Transcribe the entries, keeping every character the same.

[Saved entries]
* * * * *

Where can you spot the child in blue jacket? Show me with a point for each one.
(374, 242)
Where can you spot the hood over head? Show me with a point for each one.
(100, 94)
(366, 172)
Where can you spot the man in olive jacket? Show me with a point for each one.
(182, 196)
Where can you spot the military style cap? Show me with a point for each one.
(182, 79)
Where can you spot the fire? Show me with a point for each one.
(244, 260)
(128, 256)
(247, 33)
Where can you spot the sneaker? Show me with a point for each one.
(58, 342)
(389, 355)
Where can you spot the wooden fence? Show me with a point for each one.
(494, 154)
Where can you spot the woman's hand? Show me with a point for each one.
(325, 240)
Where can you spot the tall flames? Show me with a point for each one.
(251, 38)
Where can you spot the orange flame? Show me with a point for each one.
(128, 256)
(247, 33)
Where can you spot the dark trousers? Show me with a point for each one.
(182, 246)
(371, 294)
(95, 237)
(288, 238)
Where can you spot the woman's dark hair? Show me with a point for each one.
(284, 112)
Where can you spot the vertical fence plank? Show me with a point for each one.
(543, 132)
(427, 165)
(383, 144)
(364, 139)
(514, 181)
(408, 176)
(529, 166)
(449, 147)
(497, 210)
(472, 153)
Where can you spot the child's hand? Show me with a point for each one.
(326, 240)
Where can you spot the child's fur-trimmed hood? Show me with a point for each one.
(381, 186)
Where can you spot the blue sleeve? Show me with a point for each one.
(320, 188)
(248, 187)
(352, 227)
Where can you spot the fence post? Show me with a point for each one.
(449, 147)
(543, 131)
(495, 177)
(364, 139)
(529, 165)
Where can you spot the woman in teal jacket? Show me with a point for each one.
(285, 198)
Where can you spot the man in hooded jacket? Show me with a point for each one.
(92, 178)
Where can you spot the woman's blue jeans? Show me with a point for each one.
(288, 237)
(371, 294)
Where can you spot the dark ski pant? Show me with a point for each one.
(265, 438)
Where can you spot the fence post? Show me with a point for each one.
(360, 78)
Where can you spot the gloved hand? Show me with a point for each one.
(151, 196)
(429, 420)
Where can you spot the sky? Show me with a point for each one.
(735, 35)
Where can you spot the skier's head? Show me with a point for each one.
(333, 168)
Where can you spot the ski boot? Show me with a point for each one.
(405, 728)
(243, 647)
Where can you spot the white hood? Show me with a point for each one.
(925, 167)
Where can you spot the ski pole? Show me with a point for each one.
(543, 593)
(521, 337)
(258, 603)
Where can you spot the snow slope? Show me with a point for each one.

* * * * *

* _ANSWER AREA_:
Where can you spot the child in blue jacket? Show me with a point for each one.
(374, 242)
Where can you spot the hood over head? Show me with a point for each one.
(100, 94)
(366, 172)
Where can you spot the man in olive jacket? Show me with a point for each one.
(182, 196)
Where can you spot the military style cap? Show me with a point for each one.
(182, 79)
Where can you spot the fire? Show me with a point for each one.
(244, 260)
(128, 256)
(247, 33)
Where can you spot the sneaker? Show me with a point for each one.
(58, 342)
(389, 355)
Where can you spot the wooden fence? Show me with a point for each one.
(494, 154)
Where can you spot the woman's hand? Show me with a point for each one.
(325, 240)
Where can you spot the tall flames? Show me with a point for each one.
(251, 38)
Where can you spot the orange flame? Show me with a point for each one.
(128, 256)
(247, 33)
Where can you spot the dark trousers? Show me with a point for each one.
(182, 246)
(371, 294)
(95, 237)
(288, 238)
Where can you spot the woman's dark hair? Show me with a point for each one.
(284, 112)
Where can you spot the vertical fence plank? Show me with a point for each one.
(543, 132)
(427, 165)
(383, 144)
(364, 139)
(514, 181)
(408, 176)
(529, 166)
(449, 147)
(497, 210)
(472, 153)
Where can you spot the child's hand? Show me with a point for each one.
(326, 240)
Where can you spot the child's fur-trimmed hood? Show me with a point for each one.
(381, 186)
Where can you spot the blue sleeve? Show me with a point for each one.
(320, 188)
(248, 187)
(352, 227)
Where can you spot the fence post? Show me with a point for each one.
(449, 147)
(543, 131)
(495, 177)
(364, 139)
(529, 165)
Where can you spot the woman in teal jacket? Show me with a point for each one.
(285, 198)
Where can you spot the man in hooded jacket? Show me with a point for each one.
(92, 178)
Where can you spot the woman's blue jeans? Show me with a point for each one.
(288, 237)
(371, 294)
Where can you spot the dark ski pant? Show me with a point for each one.
(265, 438)
Where can you spot the fence post? Show me with a point for each one.
(360, 78)
Where can you spot the gloved hand? Show me with a point for each one.
(151, 196)
(429, 420)
Where can you spot the sky? Show me with a point for each one.
(735, 35)
Where can you spot the skier's head? Show me with a point for each one.
(333, 168)
Where can you spot the ski boot? Show me with a point for each one.
(405, 728)
(243, 647)
Where can you spot the white hood? Show me with a point for each one.
(925, 167)
Where can you spot the ski pole? Show me with a point for each one.
(543, 593)
(521, 337)
(258, 603)
Where can you spot the snow slope? Show me with a point for each one.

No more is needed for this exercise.